Repeat the items below word for word, beginning with the line that contains "instance of plowed" and continuing through the line that contains "[0,247,640,480]".

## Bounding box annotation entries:

<<<<

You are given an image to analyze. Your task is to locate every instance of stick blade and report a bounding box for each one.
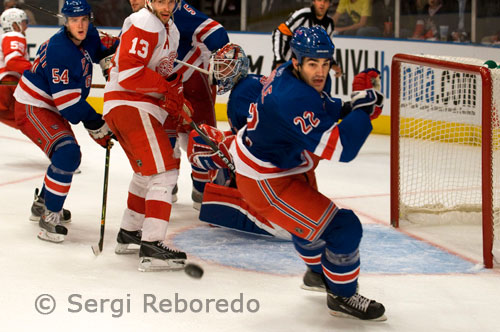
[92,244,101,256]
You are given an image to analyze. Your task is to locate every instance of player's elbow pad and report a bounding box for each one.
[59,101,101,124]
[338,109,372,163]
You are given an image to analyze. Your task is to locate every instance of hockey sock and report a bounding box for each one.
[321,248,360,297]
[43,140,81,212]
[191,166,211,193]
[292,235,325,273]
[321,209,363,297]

>>>>
<<<<

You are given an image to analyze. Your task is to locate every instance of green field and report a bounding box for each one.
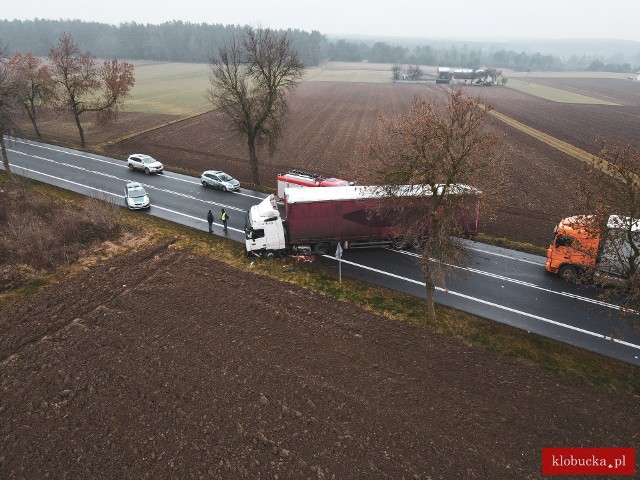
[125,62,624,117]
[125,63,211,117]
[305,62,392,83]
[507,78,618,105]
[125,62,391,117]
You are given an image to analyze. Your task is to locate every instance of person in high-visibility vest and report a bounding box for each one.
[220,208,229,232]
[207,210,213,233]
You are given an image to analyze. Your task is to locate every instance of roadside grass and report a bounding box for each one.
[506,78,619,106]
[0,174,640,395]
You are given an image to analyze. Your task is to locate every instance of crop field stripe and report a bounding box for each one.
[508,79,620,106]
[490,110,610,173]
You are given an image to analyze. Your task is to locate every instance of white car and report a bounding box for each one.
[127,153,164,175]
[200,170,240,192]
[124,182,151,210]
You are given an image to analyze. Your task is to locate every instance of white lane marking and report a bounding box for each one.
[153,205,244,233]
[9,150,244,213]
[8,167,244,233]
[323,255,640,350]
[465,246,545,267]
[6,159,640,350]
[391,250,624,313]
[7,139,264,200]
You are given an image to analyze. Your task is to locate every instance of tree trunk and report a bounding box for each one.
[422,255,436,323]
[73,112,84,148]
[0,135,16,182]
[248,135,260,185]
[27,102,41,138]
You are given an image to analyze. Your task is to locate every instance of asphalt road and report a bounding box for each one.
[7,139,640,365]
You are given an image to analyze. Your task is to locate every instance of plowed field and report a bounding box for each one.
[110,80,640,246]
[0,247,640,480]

>>>>

## Response:
You are given an image to analyze. Your task is to locate every instance of plowed field and report a bounding box for each one.
[110,80,640,246]
[0,247,640,480]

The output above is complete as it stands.